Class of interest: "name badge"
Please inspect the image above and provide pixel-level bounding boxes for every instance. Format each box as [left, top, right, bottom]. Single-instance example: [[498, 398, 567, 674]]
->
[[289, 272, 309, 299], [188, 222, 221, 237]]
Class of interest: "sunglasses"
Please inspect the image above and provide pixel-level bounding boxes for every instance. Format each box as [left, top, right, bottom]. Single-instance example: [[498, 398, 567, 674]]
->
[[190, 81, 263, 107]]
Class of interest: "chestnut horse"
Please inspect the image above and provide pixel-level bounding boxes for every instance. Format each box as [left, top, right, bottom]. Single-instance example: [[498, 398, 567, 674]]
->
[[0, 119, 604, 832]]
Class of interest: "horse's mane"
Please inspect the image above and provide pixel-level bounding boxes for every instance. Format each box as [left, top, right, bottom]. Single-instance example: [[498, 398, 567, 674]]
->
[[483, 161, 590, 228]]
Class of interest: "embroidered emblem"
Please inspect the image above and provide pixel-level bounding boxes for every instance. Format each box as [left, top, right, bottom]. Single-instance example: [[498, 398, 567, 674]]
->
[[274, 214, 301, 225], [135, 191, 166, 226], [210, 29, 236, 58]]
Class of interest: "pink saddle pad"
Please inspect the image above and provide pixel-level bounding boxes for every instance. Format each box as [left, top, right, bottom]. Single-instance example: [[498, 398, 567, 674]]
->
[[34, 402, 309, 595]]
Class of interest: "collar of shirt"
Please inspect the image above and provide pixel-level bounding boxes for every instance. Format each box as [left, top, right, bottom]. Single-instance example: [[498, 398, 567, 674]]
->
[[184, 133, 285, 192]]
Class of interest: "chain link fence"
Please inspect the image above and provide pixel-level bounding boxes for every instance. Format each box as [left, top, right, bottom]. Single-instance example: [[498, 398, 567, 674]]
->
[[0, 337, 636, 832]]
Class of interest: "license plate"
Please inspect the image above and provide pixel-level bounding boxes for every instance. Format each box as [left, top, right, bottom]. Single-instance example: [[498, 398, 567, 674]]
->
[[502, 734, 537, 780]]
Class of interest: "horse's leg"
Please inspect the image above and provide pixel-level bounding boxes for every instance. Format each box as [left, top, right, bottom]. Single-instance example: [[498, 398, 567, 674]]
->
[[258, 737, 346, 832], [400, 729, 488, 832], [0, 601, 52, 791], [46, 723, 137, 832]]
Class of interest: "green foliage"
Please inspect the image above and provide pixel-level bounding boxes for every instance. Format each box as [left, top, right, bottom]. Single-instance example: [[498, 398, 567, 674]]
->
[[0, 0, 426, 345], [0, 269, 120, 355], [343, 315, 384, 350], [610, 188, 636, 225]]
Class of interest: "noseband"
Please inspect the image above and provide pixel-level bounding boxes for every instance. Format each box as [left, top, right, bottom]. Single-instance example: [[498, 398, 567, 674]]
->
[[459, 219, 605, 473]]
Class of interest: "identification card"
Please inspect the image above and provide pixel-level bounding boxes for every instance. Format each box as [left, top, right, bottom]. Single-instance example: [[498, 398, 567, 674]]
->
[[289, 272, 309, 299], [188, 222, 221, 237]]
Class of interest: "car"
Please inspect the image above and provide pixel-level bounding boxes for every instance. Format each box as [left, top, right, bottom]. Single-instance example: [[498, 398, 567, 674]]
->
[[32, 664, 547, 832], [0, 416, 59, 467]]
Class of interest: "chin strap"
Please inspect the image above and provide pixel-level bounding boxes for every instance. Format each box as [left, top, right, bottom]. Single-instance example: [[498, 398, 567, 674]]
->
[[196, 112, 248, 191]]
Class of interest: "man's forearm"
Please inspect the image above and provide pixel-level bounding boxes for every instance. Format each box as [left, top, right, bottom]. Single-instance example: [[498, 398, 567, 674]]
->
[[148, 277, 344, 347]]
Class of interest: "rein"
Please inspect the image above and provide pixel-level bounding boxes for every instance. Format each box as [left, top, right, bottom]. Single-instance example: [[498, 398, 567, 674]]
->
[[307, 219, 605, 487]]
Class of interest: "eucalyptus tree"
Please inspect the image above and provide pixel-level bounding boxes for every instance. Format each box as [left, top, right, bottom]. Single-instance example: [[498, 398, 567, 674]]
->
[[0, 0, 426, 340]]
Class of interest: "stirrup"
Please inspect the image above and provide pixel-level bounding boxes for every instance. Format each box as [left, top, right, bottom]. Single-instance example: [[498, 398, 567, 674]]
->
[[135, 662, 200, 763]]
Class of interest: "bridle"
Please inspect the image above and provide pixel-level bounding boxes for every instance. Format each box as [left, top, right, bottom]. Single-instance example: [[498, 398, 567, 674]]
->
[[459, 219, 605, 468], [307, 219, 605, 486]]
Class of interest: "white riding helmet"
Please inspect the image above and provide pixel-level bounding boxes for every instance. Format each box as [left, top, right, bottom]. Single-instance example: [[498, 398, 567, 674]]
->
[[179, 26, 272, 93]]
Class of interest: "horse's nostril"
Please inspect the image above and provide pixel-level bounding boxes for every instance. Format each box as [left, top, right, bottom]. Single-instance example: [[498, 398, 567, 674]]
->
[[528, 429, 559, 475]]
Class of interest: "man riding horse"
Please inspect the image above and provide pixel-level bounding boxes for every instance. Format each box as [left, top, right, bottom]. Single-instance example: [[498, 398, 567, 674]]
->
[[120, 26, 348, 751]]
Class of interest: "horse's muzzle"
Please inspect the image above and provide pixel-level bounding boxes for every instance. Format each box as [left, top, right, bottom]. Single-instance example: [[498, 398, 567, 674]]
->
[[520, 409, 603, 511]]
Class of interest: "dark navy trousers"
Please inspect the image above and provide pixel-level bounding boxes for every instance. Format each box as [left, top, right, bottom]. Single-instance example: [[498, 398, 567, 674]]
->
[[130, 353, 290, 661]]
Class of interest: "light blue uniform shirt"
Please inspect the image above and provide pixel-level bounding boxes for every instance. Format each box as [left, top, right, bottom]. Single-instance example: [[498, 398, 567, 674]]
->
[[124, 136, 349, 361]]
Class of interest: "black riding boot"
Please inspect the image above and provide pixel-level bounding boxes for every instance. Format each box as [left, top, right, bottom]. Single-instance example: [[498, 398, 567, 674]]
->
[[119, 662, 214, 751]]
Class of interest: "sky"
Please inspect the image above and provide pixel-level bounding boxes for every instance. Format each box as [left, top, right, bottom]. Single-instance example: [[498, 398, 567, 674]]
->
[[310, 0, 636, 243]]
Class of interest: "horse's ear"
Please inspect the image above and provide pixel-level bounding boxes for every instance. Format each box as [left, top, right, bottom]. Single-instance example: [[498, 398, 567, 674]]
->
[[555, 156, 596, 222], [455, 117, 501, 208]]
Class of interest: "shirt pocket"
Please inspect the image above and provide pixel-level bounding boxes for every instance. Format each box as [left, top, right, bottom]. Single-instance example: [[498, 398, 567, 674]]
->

==*==

▶ _Challenge_
Which lines in the rows above contain the string "shirt"? Select each of them and copy it out in full.

▶ _Completed exercise_
Class of interest: "collar of shirt"
Class of interest: "light blue uniform shirt"
Class of interest: "shirt pocket"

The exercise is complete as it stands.